* DATASET RECORDS
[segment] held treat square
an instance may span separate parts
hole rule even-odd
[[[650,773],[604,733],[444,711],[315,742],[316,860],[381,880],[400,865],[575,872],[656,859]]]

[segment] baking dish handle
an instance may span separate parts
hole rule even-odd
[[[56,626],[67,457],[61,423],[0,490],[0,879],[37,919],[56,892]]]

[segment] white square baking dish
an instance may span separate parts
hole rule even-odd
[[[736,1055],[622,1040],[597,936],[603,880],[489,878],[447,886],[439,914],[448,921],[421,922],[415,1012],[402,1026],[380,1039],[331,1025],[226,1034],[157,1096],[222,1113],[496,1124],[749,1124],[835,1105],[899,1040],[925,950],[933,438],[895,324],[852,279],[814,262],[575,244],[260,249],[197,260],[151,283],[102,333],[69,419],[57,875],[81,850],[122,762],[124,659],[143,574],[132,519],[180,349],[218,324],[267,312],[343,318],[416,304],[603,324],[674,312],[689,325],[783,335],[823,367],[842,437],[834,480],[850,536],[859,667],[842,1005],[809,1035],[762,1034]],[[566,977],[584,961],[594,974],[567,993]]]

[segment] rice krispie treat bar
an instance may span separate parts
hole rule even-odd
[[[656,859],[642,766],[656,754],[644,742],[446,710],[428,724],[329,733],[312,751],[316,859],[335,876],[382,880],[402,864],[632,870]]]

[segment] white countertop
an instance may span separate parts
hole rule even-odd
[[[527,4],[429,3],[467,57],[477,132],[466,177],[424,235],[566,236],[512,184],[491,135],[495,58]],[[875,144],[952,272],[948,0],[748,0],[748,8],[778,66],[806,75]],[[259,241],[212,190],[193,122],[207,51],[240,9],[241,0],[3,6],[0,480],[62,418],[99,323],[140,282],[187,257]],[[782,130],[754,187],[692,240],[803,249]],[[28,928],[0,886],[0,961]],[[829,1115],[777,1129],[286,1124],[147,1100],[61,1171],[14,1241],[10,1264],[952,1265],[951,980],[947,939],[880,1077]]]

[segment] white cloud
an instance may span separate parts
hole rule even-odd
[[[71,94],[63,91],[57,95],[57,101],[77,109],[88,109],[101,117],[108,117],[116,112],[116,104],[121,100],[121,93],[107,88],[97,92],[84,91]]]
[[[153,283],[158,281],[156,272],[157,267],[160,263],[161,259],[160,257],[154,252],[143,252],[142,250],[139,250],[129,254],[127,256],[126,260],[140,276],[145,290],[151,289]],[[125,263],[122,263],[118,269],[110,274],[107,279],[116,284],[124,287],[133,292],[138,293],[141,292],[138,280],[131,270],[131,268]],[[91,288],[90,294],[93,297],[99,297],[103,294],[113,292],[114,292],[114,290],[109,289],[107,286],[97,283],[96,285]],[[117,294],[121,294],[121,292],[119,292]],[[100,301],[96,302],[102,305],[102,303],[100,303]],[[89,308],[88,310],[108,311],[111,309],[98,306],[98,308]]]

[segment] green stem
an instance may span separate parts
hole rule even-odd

* GIVEN REQUEST
Display every line of the listing above that contains the word "square", matching its case exactly.

* COMPLETE RESPONSE
[segment] held treat square
[segment] white square baking dish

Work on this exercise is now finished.